Answer these questions about the Persona 5 Royal trailer thread:
1. What option does duwen hope will be included?
2. Which platform did ov3rkill expect the game to be released on?
3. What does Essasetic say is likely all they're going to get?

* Start Given text *

# Persona 5 Royal E3 2019 trailer



## Deleted User (Jun 10, 2019)

atlus out here making a 10/10 game even better


----------



## Deleted User (Jun 10, 2019)

Ugh...they should just release it already. I already got a large pile of games to play before 2020


----------



## HaloEffect17 (Jun 10, 2019)

Available for preorder already?


----------



## duwen (Jun 10, 2019)

Oh well... as long as there's an option for original J-voices too - that was the only negative to P4G imo.


----------



## ov3rkill (Jun 10, 2019)

I really thought they're going to release this on the Switch. Oh well, one can hope.


----------



## Essasetic (Jun 10, 2019)

ov3rkill said:


> I really thought they're going to release this on the Switch. Oh well, one can hope.


If they were going to then they would've revealed it by now. P5S is likely all we're going to get.

* End Given text *
* Start Stored rows *

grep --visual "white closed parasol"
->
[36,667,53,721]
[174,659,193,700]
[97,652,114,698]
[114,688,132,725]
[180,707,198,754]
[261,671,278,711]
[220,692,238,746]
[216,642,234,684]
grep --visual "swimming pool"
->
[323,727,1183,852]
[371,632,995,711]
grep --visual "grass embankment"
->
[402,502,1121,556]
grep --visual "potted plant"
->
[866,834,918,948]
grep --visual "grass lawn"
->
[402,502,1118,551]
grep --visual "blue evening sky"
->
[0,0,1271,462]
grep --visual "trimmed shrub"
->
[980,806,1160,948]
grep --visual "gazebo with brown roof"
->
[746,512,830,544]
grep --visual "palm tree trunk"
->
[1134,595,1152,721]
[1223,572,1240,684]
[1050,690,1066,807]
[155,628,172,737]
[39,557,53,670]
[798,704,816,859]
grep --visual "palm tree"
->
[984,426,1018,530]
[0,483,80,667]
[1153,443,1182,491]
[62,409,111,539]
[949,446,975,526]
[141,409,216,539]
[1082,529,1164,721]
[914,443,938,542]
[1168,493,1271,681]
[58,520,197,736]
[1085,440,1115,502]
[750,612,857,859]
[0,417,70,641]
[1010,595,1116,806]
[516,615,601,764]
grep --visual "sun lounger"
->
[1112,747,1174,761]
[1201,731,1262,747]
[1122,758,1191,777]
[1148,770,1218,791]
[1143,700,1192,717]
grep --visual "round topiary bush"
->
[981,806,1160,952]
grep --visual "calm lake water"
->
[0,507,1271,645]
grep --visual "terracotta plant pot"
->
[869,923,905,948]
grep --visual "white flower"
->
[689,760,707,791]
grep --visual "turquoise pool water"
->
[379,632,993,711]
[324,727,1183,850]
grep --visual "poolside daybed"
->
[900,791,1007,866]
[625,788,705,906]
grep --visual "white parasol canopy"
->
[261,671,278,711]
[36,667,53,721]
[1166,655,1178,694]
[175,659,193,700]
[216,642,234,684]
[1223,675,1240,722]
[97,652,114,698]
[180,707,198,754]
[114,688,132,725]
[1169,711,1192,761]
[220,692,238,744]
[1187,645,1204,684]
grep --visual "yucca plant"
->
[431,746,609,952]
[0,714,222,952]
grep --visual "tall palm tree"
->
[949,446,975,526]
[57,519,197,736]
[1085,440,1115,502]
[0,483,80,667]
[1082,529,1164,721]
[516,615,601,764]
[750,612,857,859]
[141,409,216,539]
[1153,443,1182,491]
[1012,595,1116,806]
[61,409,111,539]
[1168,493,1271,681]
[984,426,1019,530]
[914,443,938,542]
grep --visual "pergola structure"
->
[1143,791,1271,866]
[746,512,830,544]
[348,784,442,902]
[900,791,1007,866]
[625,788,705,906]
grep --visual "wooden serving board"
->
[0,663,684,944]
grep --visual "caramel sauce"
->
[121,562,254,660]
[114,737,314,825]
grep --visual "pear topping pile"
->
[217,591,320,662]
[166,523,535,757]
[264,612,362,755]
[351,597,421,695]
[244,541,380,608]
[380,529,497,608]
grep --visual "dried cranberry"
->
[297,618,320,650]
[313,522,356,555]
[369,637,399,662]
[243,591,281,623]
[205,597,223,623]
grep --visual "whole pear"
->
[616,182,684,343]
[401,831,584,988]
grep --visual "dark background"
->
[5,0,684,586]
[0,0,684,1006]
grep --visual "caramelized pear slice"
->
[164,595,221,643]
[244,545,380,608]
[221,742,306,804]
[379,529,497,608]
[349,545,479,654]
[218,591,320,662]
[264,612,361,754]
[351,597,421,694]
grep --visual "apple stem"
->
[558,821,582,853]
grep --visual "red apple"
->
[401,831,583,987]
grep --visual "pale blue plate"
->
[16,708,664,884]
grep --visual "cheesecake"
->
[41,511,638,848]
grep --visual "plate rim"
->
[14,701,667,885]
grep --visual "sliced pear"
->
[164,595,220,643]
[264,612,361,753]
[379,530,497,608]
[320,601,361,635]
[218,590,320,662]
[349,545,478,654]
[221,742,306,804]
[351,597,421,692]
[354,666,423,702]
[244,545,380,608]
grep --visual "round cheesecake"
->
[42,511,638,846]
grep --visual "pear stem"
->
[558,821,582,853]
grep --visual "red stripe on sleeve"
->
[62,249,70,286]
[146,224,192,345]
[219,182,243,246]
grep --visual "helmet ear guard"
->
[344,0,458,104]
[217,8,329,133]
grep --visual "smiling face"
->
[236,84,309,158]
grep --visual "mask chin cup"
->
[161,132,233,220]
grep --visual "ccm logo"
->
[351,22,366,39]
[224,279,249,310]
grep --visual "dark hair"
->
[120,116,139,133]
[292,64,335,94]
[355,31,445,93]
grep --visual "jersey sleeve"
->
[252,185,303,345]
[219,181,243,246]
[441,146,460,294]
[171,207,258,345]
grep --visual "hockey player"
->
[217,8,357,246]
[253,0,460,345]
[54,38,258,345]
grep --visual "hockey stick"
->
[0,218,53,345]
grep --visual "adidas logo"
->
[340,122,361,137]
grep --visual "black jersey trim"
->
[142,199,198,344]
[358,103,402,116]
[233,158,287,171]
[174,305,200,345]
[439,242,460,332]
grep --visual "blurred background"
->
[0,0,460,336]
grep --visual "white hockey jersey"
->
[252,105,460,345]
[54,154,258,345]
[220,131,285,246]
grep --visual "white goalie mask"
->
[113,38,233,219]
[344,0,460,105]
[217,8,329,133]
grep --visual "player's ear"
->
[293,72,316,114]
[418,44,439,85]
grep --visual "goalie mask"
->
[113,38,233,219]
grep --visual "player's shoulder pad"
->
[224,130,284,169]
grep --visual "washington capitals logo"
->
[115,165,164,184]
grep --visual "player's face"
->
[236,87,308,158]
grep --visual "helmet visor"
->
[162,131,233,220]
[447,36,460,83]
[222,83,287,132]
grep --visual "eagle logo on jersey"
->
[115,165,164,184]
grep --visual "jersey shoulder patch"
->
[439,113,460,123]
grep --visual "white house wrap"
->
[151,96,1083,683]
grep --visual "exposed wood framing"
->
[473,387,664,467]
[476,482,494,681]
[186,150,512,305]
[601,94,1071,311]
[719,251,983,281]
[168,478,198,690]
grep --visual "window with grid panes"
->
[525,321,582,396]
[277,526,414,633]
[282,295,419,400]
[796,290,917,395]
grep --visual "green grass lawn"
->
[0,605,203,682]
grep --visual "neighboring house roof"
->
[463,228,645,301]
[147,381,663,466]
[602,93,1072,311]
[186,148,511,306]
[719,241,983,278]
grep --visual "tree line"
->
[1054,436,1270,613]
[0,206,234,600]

* End Stored rows *

Task response ->
1. An option for original J-voices.
2. The Switch.
3. P5S.